[[ THE INPUT open ]]

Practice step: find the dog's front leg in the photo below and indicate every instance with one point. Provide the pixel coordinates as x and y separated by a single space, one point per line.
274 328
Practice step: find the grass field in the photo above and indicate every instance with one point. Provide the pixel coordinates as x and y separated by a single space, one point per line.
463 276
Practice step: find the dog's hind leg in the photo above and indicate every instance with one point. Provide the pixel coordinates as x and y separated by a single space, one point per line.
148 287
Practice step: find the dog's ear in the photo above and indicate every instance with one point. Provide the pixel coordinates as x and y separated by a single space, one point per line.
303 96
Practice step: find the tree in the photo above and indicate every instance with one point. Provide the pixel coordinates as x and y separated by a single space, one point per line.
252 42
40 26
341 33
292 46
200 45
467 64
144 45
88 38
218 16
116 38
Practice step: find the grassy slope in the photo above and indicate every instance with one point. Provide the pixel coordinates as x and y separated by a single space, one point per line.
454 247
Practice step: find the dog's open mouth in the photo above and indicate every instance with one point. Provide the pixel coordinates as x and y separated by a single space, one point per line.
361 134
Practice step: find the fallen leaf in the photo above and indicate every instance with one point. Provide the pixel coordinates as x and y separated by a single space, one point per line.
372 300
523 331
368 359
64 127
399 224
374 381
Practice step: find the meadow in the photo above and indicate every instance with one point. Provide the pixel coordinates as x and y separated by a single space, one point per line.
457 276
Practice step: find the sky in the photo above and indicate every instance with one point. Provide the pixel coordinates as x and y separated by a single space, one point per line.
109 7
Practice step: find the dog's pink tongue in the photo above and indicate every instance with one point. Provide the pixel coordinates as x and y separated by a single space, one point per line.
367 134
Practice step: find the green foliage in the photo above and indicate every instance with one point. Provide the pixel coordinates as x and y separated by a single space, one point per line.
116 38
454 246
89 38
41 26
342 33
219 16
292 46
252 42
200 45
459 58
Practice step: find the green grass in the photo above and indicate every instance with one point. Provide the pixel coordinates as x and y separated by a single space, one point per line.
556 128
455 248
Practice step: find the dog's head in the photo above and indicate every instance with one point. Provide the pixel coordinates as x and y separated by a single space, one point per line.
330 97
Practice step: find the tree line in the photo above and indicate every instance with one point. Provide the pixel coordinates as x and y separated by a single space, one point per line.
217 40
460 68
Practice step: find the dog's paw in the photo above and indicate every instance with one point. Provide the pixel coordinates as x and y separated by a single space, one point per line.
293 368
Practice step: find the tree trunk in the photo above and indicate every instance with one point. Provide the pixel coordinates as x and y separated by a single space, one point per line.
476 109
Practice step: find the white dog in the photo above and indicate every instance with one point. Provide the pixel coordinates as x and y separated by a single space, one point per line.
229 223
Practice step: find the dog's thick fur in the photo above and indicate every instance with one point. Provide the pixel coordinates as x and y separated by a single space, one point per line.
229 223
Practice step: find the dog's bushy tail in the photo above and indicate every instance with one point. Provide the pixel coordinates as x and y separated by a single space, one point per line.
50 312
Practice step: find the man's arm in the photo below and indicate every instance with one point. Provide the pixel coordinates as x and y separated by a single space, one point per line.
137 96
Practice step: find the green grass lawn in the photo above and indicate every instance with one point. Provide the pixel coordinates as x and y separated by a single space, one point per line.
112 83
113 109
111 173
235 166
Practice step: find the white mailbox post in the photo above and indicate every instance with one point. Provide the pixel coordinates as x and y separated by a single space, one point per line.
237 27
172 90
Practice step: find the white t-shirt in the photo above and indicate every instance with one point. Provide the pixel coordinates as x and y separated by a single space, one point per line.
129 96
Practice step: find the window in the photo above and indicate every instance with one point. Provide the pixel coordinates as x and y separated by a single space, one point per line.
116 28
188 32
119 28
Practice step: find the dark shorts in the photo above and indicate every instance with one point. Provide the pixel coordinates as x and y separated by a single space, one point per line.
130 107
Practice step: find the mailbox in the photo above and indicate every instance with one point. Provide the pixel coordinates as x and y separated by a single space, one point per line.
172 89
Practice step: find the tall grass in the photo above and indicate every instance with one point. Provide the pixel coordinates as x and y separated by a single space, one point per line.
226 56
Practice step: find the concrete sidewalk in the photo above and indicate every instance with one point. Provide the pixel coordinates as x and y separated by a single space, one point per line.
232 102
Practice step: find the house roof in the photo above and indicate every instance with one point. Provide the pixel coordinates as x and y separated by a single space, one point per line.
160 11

[[ THE INPUT closed ]]

WHAT IS BEING ASKED:
Copy the lines above exactly, leaving every word as it is.

WRITTEN REPLY:
Practice step: find the dog's front leg in the photo below and indicate every instance with one point. Provide the pixel coordinates as x and y separated by a single space, one point per line.
274 328
Practice step: find the grass field in the photo above and indicate every instance with one point. Provide the pixel coordinates as x and y separated by a single space, one point per line.
463 276
Practice step: find the dog's hind leg in the photo above and indicate every instance with one point. Provide the pixel coordinates as x and y separated by a single space, one point per line.
148 287
Practice step: find the dog's ear in the photo above and indicate every instance with one point. Provide the pixel coordinates as x and y separated by a single space, one point per line.
303 96
Practice step: find the tree in the photo above and indicate every instance with one point. Provide the pixel coordinates as x and y separated by a single space, one point per line.
252 42
40 26
341 33
292 46
200 45
467 64
144 45
88 38
218 16
116 38
Practice step: find the grassy slope in the photo above and indicate every instance with one point. Provide the pixel coordinates as x and y separated by a single space, one point per line.
454 247
Practice step: find the dog's open mouth in the photo above and indicate every instance with one point. Provide the pixel coordinates as x and y separated by a single space, one point per line.
361 134
Practice step: find the fallen leaf in the photo above and indicate every instance with one point. Provide the pixel coordinates as x and y separated by a single space, one point per line.
372 300
523 331
368 359
64 127
399 224
374 381
Practice step: find the meadow in the photo above and indicate every instance with one point. Provide the pixel coordinates as x and y separated by a single space, one point per line.
457 276
Practice step: find the sky in the photo above and indicate every instance with one point. Provide the pixel coordinates as x and y separated by a single space, one point per line.
109 7
Practice step: find the dog's pink tongue in the photo above and indicate every instance with one point. Provide the pixel coordinates as x and y separated by a single space, one point per line.
367 134
Practice step: find the green foliage in the photo above and indicate every instance with one point. Provide the pixel coordinates as x and y separated by a single space, one point per line.
116 38
454 246
89 38
41 26
342 33
219 16
292 46
252 42
200 45
459 58
Practice step: find the green grass in the photo above and indicate every instance with one point. Provide the pixel coordinates as x and y separated by a single space, one point per line.
556 128
455 248
Practice step: find the dog's head in the photo above and indicate every instance with one point. Provide the pixel coordinates as x and y separated by a single space, one point per line.
330 97
Practice step: find the tree line in the photo above and indicate every instance with one point. Provide the pixel coordinates as x and y separated by a single space, one point per line.
217 40
460 68
Practice step: find the dog's paw in the photo above and indicate every instance with one point. Provide the pixel coordinates as x and y separated by a single space, one point per line.
293 368
Practice step: find the tree trunk in the photo above and indicate every instance with one point. Provide the pixel coordinates as x and y separated by a single space, one point per line.
476 109
Practice step: find the white dog in the photo above and indicate every instance with one point. Provide the pixel coordinates as x and y separated by a single space, one point per line.
229 223
Practice step: find the dog's thick fur in the photo above and indicate every instance with one point. Provide the pixel coordinates as x and y separated by a single space, one point per line.
229 223
Practice step: find the dog's bushy tail in the photo above and indicate every instance with one point. Provide the pixel coordinates as x and y separated by a single space, one point per line.
50 312
Practice step: find the man's arm in the photo below and indicate every instance with one point. Provide the pixel coordinates as x and y separated by a single space, one point per line.
137 96
Practice step: find the green grass lawn in the photo above and indicate every instance with one point. Provide the pixel coordinates as x and y separated by a single space, one point per line.
112 83
113 109
111 173
235 166
Practice step: find the white mailbox post in the photo above and indicate every instance with one point. Provide the pixel coordinates as x and y separated by a single space, one point per line.
237 27
172 90
Practice step: find the white t-shirt in the photo above and indicate every instance with one point. Provide the pixel coordinates as x and y separated by a single space, one point per line.
129 96
Practice step: find the window in the photo above and indicate every instance with one point. Provide the pixel coordinates as x and y separated by a single space, one point per line.
116 28
188 32
119 28
Practice step: find the dark shorts in the photo above and indicate every instance with one point. Provide the pixel coordinates as x and y separated by a single space, one point per line.
130 107
Practice step: find the mailbox in the photo above and indicate every instance with one point. Provide the pixel coordinates as x and y separated by a single space, one point per line.
172 89
Practice step: find the tall grass in the photo above and indicate every instance with one point. Provide the pixel coordinates as x and y separated by a single space, one point per line.
226 56
Practice step: find the concrete sidewalk in the photo above and indicate every instance with one point. Provide the pixel coordinates as x and y separated by a single space, one point per line.
232 102
Practice step: find the house roof in the photo above and indicate every instance with one point. Provide the pixel coordinates as x and y separated by a single space, one point per line.
160 11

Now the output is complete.